• **WHAT THIS TASK INVOLVES**:
Count the lines in the rows below that contain the string "tree", matching case exactly, and give only that number.

• **DATA SUPPLIED**:
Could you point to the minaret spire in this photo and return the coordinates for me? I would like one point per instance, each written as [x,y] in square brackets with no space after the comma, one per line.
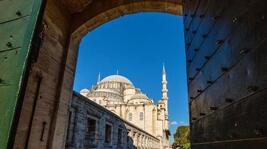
[164,84]
[98,78]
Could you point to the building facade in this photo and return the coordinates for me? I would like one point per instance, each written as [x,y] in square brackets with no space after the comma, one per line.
[93,126]
[118,94]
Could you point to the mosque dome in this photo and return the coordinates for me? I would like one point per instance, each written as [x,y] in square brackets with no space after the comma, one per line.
[84,91]
[116,78]
[139,96]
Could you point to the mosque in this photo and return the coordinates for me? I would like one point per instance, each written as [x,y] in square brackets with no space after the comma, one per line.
[119,95]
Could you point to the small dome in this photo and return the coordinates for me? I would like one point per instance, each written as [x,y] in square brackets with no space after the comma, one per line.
[139,96]
[116,78]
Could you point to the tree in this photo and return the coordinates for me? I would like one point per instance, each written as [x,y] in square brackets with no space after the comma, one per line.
[182,137]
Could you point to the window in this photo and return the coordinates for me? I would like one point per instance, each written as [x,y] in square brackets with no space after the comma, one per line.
[91,130]
[130,116]
[119,136]
[141,116]
[108,133]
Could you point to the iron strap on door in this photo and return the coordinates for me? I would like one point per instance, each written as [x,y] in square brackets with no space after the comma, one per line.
[17,24]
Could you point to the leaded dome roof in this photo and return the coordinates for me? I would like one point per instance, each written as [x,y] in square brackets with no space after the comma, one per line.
[116,78]
[139,96]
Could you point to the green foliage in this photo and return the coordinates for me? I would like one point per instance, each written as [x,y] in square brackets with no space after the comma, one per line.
[182,137]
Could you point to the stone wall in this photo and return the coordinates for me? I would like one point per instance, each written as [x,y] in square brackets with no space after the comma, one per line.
[78,137]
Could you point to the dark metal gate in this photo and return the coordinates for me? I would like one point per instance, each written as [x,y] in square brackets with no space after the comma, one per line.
[17,24]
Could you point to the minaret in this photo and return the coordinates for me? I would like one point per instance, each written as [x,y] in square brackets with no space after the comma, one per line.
[164,84]
[98,78]
[165,95]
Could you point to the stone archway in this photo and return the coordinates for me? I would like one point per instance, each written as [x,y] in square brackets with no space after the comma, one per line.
[226,65]
[44,115]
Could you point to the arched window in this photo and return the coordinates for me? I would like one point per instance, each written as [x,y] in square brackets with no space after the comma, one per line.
[130,116]
[141,116]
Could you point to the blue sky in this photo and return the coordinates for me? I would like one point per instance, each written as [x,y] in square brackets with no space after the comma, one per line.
[137,45]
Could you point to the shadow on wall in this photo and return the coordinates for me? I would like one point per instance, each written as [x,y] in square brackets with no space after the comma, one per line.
[92,126]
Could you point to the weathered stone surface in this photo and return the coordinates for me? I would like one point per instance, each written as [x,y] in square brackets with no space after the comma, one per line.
[82,108]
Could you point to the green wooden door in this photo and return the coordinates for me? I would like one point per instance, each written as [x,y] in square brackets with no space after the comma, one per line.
[17,23]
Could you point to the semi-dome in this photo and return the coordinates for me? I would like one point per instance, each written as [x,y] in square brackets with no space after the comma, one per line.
[116,78]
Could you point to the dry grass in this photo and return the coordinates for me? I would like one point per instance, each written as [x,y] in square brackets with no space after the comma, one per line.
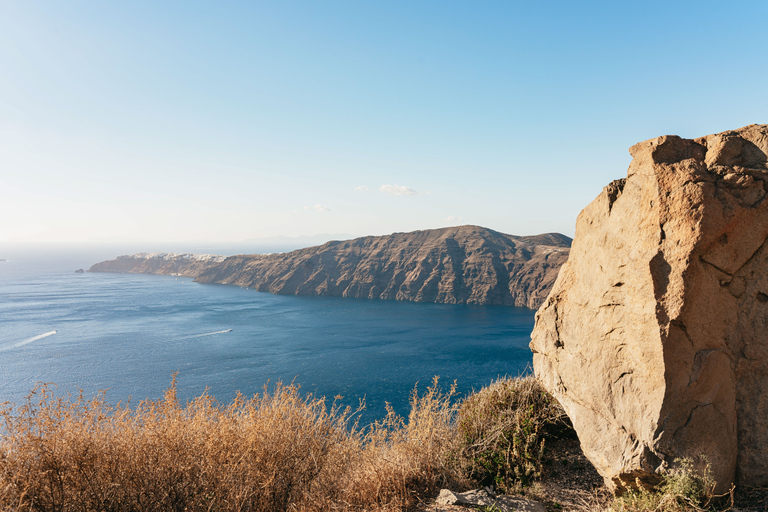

• **RIGHT ANSWER**:
1